Recorded information =
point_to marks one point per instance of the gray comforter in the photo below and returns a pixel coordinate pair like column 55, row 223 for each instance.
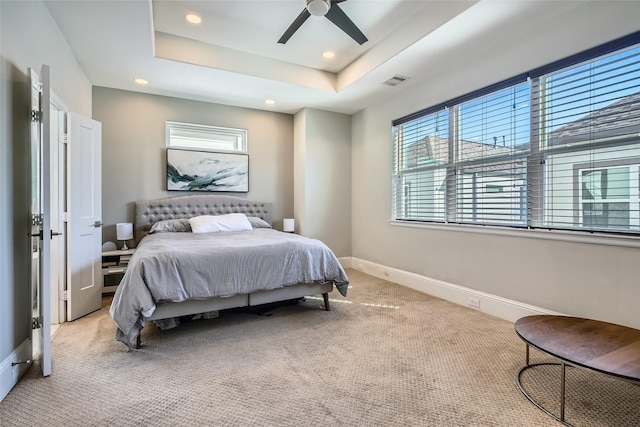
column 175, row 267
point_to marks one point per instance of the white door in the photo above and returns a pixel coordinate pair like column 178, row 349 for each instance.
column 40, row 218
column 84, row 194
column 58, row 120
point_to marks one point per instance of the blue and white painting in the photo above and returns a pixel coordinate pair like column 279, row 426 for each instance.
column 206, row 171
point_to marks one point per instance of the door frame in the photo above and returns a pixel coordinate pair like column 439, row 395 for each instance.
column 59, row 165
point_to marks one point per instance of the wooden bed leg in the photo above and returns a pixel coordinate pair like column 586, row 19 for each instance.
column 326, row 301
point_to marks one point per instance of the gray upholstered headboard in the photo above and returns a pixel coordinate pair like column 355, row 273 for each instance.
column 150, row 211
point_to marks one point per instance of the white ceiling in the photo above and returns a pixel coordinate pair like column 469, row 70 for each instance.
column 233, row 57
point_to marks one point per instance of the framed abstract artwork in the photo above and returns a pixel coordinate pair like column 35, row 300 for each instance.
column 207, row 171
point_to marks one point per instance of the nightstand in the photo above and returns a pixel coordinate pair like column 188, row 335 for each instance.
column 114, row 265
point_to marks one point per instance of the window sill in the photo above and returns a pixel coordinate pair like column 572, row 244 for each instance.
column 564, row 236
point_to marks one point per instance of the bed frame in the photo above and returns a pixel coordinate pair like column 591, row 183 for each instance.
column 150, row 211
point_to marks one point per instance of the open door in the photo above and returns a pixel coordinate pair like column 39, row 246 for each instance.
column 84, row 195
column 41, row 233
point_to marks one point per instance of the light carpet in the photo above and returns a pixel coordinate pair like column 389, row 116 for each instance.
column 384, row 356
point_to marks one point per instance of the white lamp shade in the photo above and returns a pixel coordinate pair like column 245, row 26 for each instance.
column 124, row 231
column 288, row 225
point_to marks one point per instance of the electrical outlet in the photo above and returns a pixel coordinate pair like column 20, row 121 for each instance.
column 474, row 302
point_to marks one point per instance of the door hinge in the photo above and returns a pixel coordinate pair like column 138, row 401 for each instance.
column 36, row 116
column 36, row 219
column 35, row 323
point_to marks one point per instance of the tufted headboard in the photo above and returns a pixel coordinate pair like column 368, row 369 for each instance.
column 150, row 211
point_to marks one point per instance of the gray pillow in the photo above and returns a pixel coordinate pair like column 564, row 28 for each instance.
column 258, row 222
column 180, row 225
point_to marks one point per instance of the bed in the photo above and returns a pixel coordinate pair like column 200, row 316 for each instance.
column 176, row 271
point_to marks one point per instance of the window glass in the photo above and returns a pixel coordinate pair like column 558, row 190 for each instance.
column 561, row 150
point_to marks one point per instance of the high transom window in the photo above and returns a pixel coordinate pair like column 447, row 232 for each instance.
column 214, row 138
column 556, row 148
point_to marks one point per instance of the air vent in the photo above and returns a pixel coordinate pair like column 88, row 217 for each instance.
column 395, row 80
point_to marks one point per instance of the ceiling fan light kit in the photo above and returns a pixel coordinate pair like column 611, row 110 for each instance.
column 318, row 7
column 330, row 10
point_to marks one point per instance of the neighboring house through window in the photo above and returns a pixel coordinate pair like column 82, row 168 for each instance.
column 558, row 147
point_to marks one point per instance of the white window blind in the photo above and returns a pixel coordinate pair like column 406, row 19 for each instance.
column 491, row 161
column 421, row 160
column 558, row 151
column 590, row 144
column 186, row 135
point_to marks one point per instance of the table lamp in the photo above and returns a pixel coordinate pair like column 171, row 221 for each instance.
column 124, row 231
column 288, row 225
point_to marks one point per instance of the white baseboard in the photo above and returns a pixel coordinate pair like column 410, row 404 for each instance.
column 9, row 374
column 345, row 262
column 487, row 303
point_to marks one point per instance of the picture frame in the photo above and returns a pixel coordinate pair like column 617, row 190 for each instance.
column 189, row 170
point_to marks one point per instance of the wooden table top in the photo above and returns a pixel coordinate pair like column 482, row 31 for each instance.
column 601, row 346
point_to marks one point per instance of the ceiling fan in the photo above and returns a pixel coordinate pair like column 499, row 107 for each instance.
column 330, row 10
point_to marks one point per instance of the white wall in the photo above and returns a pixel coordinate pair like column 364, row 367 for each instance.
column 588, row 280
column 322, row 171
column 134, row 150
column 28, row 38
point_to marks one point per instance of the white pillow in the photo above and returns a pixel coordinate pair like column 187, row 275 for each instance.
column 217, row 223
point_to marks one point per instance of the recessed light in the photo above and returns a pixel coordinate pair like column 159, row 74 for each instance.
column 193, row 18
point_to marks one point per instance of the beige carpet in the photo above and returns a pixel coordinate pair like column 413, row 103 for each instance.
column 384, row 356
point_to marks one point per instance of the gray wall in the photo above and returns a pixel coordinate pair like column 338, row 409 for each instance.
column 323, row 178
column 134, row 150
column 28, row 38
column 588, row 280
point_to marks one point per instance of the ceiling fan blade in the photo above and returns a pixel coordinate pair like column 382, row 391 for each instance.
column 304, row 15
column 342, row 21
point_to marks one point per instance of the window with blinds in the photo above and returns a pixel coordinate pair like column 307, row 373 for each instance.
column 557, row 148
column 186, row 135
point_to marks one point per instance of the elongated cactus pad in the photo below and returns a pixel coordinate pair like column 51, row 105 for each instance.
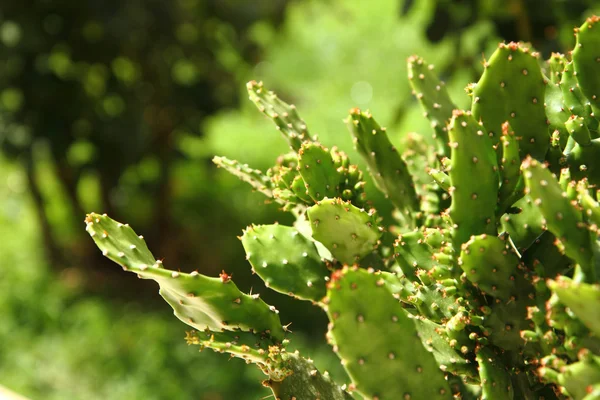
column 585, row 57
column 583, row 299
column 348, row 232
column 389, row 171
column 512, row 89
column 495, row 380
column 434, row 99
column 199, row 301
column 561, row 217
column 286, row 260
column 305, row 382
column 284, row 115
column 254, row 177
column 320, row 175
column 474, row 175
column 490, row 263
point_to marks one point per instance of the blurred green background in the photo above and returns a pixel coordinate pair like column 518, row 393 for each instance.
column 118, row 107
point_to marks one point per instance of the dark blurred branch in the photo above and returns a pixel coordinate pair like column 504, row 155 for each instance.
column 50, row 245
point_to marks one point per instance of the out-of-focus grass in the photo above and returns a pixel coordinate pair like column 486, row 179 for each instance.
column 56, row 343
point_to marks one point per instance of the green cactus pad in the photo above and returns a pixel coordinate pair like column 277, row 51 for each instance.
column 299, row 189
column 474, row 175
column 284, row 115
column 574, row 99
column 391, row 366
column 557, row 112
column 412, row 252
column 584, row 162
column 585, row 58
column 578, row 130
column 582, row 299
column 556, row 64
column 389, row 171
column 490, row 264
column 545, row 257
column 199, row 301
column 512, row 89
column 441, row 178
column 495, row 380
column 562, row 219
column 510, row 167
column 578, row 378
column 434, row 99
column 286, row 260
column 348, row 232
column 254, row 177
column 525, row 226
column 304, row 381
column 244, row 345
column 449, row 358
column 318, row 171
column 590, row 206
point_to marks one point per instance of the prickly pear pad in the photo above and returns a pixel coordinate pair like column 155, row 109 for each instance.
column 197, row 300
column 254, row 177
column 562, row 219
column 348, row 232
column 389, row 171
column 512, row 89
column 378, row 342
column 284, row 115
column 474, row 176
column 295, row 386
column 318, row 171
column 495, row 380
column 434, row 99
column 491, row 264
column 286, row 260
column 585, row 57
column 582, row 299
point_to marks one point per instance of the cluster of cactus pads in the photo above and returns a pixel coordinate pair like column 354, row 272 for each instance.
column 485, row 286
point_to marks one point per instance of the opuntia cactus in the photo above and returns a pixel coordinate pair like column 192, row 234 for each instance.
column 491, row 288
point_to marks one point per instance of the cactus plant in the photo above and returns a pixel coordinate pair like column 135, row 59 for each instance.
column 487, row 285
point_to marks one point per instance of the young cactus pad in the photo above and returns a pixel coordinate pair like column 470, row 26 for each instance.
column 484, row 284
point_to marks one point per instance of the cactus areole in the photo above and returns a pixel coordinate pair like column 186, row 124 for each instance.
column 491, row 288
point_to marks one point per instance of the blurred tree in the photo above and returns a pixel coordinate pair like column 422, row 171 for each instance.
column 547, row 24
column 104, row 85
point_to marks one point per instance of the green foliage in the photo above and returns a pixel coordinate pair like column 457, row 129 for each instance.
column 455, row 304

...

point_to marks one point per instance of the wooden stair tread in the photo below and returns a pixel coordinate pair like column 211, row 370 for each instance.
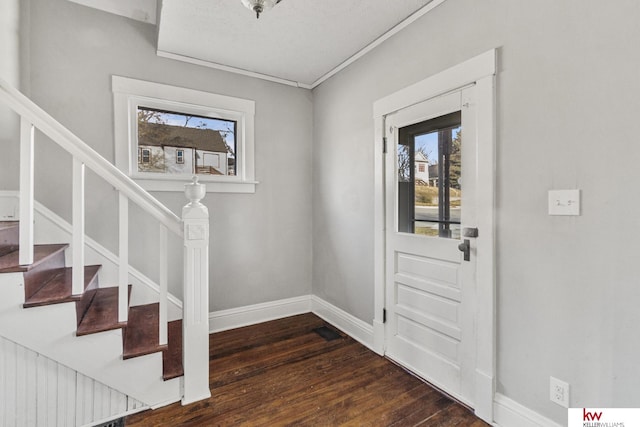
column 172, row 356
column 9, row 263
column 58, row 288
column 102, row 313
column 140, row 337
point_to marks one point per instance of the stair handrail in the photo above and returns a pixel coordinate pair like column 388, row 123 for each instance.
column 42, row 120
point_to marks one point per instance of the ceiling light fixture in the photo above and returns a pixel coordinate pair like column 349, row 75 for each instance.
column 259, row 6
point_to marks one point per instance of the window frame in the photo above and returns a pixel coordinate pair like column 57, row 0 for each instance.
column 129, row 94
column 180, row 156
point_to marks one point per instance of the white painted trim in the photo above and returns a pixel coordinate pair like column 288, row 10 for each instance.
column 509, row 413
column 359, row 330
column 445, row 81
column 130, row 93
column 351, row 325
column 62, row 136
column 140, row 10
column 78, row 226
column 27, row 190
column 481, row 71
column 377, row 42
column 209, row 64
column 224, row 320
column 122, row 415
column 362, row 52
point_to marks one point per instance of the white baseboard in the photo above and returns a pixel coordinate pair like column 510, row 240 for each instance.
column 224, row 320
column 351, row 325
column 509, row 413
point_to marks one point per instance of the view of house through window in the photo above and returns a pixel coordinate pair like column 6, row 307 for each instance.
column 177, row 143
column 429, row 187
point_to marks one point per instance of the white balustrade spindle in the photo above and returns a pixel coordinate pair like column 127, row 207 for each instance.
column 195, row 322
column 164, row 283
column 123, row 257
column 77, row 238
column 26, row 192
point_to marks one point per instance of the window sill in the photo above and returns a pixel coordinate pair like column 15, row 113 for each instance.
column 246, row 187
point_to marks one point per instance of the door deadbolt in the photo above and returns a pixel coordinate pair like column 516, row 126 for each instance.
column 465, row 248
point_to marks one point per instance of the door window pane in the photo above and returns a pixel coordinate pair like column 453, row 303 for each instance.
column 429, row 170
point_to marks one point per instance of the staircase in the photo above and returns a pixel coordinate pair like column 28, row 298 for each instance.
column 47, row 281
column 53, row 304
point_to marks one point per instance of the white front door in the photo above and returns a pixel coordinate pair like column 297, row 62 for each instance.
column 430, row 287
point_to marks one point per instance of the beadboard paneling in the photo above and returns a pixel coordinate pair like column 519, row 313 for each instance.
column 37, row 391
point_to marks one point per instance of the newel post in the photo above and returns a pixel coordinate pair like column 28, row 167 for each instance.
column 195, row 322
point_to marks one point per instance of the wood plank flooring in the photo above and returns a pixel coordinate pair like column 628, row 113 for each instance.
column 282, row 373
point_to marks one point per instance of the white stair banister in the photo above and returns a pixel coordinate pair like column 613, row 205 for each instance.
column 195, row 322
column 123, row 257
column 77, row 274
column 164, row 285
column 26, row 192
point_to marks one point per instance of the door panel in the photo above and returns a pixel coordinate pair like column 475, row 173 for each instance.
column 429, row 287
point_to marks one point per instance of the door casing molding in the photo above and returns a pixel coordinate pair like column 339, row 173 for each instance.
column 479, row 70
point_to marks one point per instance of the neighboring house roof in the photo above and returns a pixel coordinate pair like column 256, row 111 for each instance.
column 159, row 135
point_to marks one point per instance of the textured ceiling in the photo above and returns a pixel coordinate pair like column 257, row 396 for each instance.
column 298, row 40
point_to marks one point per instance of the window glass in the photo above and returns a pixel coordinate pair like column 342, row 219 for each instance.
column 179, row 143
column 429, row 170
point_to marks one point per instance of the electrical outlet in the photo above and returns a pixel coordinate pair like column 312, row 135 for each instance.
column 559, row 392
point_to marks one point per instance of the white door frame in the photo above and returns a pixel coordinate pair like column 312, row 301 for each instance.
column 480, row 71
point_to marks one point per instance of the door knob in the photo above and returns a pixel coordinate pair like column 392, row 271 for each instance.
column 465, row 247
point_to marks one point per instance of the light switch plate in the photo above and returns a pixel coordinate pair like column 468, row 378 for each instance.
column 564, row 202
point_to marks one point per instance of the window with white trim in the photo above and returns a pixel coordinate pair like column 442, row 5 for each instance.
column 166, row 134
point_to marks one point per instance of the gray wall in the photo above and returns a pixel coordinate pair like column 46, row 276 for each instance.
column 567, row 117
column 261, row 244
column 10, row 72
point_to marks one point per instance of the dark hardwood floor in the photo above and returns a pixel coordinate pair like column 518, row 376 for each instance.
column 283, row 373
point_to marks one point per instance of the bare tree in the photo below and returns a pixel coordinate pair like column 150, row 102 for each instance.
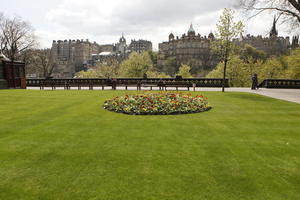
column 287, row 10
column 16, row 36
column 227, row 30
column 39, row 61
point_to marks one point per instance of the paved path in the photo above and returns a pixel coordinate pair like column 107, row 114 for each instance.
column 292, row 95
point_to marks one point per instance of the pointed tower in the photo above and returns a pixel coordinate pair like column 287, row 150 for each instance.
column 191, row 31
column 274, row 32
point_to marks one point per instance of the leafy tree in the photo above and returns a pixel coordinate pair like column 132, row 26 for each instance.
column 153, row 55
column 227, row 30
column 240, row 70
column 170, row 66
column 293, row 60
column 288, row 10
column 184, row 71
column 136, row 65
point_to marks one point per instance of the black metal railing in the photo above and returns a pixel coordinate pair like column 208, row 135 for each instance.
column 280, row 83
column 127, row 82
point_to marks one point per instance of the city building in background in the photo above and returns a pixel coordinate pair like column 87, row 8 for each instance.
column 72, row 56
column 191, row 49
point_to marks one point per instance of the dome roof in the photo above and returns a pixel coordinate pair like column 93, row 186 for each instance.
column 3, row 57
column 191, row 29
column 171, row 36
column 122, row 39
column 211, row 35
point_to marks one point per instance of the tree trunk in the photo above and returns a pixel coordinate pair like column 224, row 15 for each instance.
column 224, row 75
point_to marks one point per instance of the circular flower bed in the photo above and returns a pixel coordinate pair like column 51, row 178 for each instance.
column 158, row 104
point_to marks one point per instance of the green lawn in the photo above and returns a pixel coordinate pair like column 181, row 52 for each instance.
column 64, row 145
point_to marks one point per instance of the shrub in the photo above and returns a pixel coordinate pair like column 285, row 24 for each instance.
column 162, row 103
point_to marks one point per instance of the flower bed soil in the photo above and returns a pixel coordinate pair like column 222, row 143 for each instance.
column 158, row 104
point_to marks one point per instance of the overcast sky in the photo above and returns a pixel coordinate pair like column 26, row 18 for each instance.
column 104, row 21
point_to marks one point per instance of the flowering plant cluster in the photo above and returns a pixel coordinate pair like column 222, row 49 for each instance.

Exercise details = Print the lines starting at the line that contains "point_to marks one point per instance of the pointed" and ending at the line that contains "column 274, row 32", both included, reproducing each one exactly.

Task result =
point_to marks one point per instance of the pointed tower in the photo above and returns a pixel coordinate pair like column 287, row 150 for each instance.
column 191, row 31
column 274, row 32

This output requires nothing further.